Work item: Starting at the first line of the entries below, please return exactly each line up to and including the one with "--target=perched bird --return=outline"; pictures stay out.

[Extracted records]
------------------------------------------------------------------------
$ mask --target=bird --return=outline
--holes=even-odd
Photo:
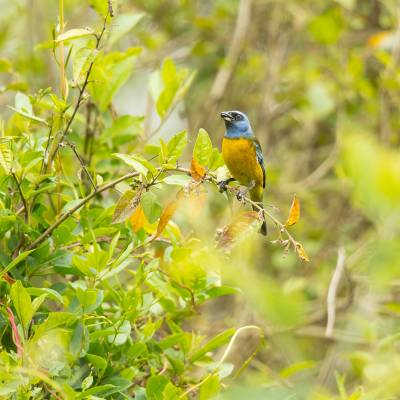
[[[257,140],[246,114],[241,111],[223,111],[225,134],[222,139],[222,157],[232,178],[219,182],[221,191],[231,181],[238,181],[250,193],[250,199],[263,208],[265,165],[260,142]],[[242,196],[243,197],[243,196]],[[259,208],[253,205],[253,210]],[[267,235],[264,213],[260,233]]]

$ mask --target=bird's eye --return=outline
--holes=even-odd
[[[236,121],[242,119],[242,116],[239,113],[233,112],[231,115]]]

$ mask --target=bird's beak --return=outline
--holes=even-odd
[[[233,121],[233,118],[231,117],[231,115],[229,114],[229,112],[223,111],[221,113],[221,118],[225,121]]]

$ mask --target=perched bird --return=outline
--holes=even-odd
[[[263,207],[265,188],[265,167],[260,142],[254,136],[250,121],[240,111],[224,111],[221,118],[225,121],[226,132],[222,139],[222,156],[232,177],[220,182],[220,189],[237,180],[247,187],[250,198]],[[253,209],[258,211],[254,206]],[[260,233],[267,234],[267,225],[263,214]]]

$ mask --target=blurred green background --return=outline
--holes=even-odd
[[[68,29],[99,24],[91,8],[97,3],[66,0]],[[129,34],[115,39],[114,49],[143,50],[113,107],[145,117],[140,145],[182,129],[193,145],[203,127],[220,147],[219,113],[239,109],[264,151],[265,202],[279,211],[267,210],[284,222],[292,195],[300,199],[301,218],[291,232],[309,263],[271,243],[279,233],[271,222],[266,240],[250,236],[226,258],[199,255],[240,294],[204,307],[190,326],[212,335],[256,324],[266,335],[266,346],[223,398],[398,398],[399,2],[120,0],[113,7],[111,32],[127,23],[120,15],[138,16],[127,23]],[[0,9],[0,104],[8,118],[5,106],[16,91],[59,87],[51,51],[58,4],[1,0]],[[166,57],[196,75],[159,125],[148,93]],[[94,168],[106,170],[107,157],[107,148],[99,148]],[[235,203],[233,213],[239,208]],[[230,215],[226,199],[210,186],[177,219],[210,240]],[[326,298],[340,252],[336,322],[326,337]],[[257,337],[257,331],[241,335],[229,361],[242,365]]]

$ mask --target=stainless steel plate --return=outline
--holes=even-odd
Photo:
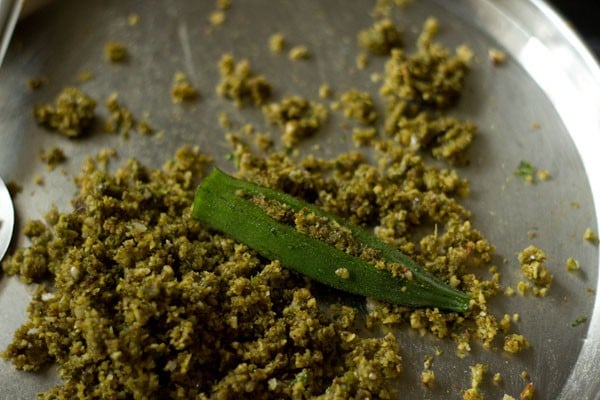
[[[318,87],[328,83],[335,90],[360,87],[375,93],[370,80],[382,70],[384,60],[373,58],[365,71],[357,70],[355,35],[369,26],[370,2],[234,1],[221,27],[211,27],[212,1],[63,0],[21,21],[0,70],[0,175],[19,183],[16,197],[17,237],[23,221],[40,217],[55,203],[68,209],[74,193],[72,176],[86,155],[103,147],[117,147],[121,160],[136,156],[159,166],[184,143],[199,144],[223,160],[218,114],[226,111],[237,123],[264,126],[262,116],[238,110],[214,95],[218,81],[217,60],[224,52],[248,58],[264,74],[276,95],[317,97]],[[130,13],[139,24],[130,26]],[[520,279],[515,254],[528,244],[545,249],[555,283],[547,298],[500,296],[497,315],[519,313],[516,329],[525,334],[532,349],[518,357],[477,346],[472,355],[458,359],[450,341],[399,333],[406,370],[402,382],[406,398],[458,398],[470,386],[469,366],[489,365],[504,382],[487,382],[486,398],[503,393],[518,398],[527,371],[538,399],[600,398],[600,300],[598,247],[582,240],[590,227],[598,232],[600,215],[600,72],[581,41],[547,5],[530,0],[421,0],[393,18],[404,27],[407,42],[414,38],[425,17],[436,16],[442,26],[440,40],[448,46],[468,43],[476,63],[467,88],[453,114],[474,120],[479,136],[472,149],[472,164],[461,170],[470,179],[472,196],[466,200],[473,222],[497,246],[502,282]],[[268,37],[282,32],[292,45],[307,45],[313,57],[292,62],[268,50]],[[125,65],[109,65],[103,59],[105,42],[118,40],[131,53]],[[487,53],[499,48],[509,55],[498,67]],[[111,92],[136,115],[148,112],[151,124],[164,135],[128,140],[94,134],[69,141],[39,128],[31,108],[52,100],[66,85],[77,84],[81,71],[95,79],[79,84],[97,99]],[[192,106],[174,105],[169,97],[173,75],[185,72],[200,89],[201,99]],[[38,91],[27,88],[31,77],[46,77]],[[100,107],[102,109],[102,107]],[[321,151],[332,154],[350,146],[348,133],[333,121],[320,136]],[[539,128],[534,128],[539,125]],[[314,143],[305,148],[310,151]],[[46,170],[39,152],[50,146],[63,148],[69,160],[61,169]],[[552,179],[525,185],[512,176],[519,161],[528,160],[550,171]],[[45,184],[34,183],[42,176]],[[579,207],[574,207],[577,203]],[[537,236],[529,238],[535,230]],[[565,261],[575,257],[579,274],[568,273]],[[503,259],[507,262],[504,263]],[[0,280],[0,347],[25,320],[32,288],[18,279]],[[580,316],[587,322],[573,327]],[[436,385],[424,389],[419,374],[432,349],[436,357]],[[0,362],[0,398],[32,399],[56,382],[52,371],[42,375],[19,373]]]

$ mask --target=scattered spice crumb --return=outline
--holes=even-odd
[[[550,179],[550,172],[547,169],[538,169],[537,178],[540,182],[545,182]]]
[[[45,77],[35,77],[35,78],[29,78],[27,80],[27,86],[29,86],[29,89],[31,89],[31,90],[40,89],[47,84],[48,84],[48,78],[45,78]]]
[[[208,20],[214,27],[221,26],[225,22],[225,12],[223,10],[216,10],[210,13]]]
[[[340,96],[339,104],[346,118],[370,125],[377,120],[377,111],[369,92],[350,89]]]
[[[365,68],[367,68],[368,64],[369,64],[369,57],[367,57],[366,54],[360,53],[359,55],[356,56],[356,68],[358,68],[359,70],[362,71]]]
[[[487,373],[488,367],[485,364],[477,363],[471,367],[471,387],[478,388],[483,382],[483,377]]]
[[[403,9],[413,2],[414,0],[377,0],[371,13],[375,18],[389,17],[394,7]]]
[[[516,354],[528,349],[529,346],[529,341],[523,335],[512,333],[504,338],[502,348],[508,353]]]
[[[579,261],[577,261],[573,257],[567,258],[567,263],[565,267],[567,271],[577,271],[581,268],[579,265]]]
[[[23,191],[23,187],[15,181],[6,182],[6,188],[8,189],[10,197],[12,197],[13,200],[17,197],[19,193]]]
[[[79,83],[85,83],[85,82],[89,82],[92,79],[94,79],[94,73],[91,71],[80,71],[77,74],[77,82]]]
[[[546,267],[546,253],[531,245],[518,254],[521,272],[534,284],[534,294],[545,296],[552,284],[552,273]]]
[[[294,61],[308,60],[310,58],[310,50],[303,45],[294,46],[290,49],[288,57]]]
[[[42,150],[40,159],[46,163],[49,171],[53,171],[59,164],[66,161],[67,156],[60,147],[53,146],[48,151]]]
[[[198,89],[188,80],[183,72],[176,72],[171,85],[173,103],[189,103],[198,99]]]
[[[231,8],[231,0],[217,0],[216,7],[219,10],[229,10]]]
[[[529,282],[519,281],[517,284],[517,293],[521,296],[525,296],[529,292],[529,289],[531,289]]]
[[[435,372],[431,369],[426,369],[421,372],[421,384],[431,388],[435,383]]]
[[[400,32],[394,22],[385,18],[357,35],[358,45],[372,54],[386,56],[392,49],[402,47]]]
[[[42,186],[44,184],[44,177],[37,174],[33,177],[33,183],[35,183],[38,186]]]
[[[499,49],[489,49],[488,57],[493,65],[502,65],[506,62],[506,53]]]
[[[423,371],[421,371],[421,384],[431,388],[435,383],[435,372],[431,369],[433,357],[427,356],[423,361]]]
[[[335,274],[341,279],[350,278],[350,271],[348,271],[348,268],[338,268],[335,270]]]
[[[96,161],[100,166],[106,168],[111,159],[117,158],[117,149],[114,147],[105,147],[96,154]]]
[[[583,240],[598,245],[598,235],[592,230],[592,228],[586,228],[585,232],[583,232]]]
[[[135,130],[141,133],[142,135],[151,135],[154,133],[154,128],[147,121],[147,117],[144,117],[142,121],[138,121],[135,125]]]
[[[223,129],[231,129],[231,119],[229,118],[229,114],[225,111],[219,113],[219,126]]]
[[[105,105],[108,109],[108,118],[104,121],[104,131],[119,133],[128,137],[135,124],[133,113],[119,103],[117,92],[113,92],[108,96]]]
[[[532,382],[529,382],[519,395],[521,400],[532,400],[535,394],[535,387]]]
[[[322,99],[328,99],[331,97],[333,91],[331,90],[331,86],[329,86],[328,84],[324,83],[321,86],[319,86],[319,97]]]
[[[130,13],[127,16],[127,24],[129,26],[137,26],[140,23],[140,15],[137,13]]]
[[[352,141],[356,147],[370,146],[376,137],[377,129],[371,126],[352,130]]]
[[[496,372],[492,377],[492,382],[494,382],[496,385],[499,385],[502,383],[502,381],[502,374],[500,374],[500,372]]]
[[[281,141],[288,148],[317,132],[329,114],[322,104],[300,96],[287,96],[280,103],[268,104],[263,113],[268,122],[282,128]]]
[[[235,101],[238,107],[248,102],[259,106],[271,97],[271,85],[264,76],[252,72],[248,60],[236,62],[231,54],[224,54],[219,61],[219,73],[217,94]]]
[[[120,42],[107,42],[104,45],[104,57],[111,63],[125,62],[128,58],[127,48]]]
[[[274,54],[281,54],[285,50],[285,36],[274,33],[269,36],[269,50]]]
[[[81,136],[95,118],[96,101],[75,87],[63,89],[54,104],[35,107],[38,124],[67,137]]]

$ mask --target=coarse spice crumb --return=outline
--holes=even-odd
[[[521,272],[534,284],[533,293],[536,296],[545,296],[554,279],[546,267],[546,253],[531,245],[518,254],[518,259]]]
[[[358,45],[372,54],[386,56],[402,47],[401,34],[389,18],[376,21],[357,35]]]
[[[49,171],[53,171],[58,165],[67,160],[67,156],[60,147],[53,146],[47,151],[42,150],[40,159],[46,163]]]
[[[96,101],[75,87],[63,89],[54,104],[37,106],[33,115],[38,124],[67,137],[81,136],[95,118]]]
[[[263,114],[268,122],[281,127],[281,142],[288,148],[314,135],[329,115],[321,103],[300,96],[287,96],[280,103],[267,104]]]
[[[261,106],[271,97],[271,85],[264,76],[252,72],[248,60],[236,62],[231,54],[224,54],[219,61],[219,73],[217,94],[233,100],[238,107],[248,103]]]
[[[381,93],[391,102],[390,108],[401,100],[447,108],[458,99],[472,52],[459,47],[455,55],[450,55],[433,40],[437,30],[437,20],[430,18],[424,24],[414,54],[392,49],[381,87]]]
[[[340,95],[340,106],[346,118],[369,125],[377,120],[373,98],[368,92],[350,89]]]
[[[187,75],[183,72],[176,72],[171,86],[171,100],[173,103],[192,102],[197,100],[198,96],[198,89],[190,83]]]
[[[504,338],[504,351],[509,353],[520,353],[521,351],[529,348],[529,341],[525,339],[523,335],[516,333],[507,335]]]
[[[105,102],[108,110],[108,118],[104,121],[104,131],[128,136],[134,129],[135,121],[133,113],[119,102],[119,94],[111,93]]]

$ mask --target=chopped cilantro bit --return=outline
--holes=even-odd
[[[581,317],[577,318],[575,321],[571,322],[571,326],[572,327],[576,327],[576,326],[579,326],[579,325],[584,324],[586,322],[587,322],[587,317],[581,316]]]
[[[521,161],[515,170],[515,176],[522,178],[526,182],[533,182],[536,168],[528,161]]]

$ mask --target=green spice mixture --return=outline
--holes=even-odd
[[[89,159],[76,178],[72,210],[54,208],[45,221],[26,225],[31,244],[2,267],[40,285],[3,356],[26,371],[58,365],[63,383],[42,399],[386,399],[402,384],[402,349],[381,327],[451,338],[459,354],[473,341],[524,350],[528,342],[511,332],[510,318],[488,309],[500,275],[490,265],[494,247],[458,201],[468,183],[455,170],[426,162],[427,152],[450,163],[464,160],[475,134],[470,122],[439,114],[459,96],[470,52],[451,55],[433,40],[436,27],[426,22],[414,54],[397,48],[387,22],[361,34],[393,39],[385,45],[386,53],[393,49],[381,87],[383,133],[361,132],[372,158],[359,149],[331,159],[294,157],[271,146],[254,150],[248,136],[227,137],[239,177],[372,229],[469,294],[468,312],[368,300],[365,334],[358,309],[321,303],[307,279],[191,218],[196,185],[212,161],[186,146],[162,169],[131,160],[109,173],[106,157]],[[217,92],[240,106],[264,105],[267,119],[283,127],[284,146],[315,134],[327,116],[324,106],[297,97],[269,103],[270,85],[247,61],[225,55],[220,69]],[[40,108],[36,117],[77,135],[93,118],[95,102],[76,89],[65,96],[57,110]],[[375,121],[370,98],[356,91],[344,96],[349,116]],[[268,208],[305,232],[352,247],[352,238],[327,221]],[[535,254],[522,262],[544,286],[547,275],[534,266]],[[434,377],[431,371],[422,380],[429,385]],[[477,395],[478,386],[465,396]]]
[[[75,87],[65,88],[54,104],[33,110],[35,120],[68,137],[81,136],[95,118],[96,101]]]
------------------------------------------------------------------------
Answer box:
$ mask --target=bird --return=outline
--holes=even-odd
Photo:
[[[257,140],[246,114],[241,111],[223,111],[225,134],[222,139],[222,157],[232,178],[219,182],[221,191],[231,181],[238,181],[250,193],[250,199],[263,208],[265,165],[260,142]],[[242,196],[243,197],[243,196]],[[259,208],[253,205],[253,210]],[[267,235],[264,213],[260,233]]]

$ mask --target=bird's eye --return=outline
--holes=even-odd
[[[236,121],[242,119],[242,116],[239,113],[233,112],[231,115]]]

$ mask --target=bird's beak --return=outline
--holes=even-odd
[[[233,121],[233,118],[231,117],[231,115],[229,114],[229,112],[223,111],[221,113],[221,118],[225,121]]]

$ mask --target=perched bird --return=outline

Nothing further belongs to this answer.